start TASK DATA
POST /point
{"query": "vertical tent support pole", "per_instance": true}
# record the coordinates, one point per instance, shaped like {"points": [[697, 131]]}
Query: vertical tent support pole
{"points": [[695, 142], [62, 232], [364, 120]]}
end TASK DATA
**SET PROBLEM**
Reproduce the listing above with each "tent" renamed to "canopy", changing nothing else.

**SOLUTION**
POST /point
{"query": "vertical canopy support pole", "per_instance": true}
# record the coordinates, one point per instance, shaped like {"points": [[697, 131]]}
Query: vertical canopy support pole
{"points": [[695, 142], [62, 232], [364, 120]]}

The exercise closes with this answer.